→ INSTRUCTION
Count how many lines in the entries below contain the string "shirt". Reply with that number alone.

→ SUPPLIED DATA
- - - - -
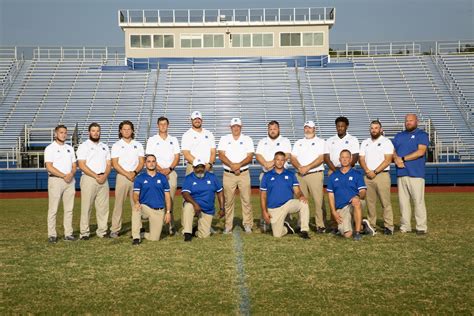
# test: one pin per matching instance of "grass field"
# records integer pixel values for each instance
(239, 273)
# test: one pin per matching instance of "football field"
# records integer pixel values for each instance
(239, 273)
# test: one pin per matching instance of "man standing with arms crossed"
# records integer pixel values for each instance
(127, 160)
(265, 154)
(198, 143)
(375, 158)
(94, 160)
(346, 189)
(166, 150)
(307, 157)
(409, 157)
(236, 152)
(151, 197)
(277, 188)
(60, 162)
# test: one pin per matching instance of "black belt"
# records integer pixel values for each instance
(225, 170)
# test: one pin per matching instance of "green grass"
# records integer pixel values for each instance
(403, 274)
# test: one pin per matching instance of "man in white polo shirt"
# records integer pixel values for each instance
(342, 140)
(166, 150)
(60, 162)
(375, 158)
(307, 157)
(93, 158)
(236, 153)
(128, 160)
(198, 143)
(266, 149)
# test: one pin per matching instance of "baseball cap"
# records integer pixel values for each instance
(309, 124)
(197, 162)
(195, 115)
(235, 121)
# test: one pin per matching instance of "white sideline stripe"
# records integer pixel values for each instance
(244, 301)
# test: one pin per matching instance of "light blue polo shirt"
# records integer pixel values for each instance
(152, 189)
(407, 142)
(345, 186)
(279, 187)
(203, 190)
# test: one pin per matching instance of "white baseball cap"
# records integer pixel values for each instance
(235, 121)
(195, 115)
(197, 162)
(309, 124)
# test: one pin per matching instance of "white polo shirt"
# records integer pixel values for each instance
(334, 146)
(127, 153)
(374, 151)
(95, 155)
(267, 147)
(236, 150)
(306, 150)
(62, 156)
(199, 143)
(163, 149)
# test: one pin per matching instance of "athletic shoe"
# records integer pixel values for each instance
(136, 242)
(289, 228)
(387, 231)
(357, 236)
(188, 237)
(367, 228)
(304, 235)
(69, 238)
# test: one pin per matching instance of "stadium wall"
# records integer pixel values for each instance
(37, 179)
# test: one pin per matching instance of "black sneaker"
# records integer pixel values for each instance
(136, 242)
(387, 231)
(367, 228)
(304, 235)
(289, 228)
(188, 237)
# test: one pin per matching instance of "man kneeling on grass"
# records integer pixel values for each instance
(199, 189)
(346, 187)
(276, 198)
(151, 193)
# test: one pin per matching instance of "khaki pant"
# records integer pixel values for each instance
(379, 187)
(279, 214)
(312, 184)
(204, 221)
(156, 220)
(92, 192)
(347, 214)
(413, 188)
(123, 188)
(57, 189)
(231, 182)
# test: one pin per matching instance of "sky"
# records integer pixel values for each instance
(94, 22)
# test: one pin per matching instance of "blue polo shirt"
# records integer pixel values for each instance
(345, 186)
(405, 143)
(203, 190)
(152, 189)
(279, 187)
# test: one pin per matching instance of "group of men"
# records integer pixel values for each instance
(282, 192)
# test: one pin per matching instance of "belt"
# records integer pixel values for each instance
(225, 170)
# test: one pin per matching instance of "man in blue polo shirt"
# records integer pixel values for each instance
(277, 188)
(409, 157)
(346, 188)
(199, 189)
(151, 194)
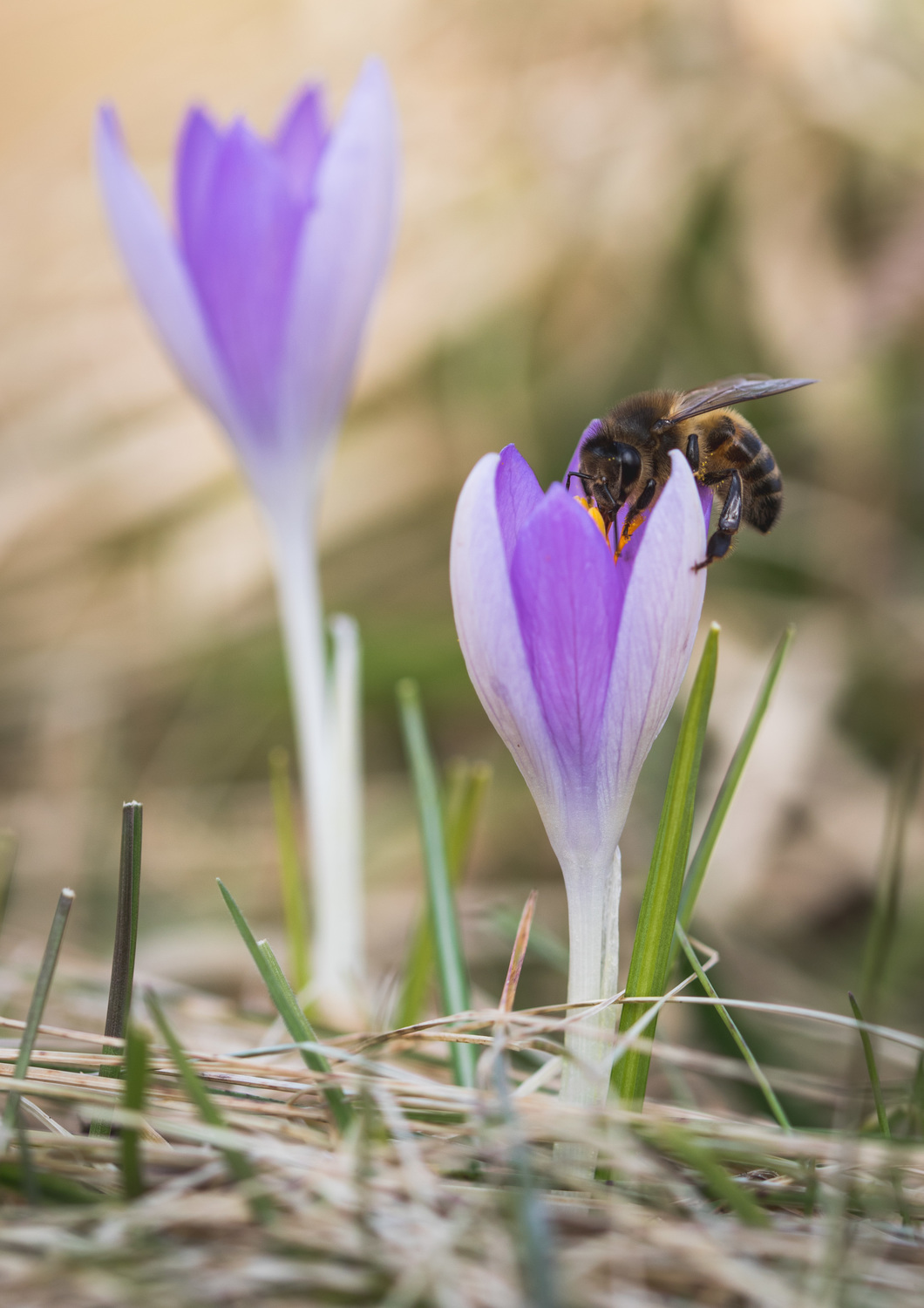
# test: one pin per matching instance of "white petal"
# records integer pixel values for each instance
(159, 274)
(347, 242)
(492, 645)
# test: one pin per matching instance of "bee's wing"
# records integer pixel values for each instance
(733, 390)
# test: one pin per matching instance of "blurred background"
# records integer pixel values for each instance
(597, 199)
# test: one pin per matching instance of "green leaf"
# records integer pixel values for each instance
(46, 973)
(10, 848)
(238, 1164)
(126, 938)
(133, 1099)
(680, 1145)
(288, 1007)
(775, 1107)
(701, 860)
(466, 785)
(655, 931)
(444, 920)
(884, 925)
(872, 1069)
(295, 910)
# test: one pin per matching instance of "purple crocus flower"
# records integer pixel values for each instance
(576, 659)
(262, 293)
(261, 296)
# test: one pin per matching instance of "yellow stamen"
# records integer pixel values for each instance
(594, 512)
(625, 536)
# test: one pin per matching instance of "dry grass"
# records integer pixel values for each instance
(444, 1196)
- - - - -
→ ANSWER FOR THIS EXERCISE
5